Mais comme on se conduit sans code en Guinée, tout le monde attend fébrilement le moment où AC va dévoiler le nombre de ses députés à l’Assemblée « Nationale ». Pour l’instant chaque camp crie victoire. Une habitude bien répandue, pas seulement en Guinée.

Je ne m’étends pas sur les conditions inacceptables dans lesquelles les législatives ont été organisées : maintien de l’opérateur sud-africain Waymark (incompétent techniquement et surtout partial moralement), CENI qui n’a jamais mérité le « I » qu’elle comporte, fichier faussé dès le départ (on y a supprimé considérablement de vrais électeurs dans les fiefs dits de l’opposition et on y a ajouté massivement des électeurs fictifs pour favoriser le pouvoir), etc.

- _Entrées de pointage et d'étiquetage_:
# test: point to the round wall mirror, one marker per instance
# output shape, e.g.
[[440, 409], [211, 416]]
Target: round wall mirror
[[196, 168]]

- _Exercice proposé_: Réécrivez l'extrait sur les législatives en Guinée entre « Mais comme on » et « le pouvoir), etc. », inclus, en substituant « impatiemment » à « fébrilement ».

- _Réponse attendue_:
Mais comme on se conduit sans code en Guinée, tout le monde attend impatiemment le moment où AC va dévoiler le nombre de ses députés à l’Assemblée « Nationale ». Pour l’instant chaque camp crie victoire. Une habitude bien répandue, pas seulement en Guinée.

Je ne m’étends pas sur les conditions inacceptables dans lesquelles les législatives ont été organisées : maintien de l’opérateur sud-africain Waymark (incompétent techniquement et surtout partial moralement), CENI qui n’a jamais mérité le « I » qu’elle comporte, fichier faussé dès le départ (on y a supprimé considérablement de vrais électeurs dans les fiefs dits de l’opposition et on y a ajouté massivement des électeurs fictifs pour favoriser le pouvoir), etc.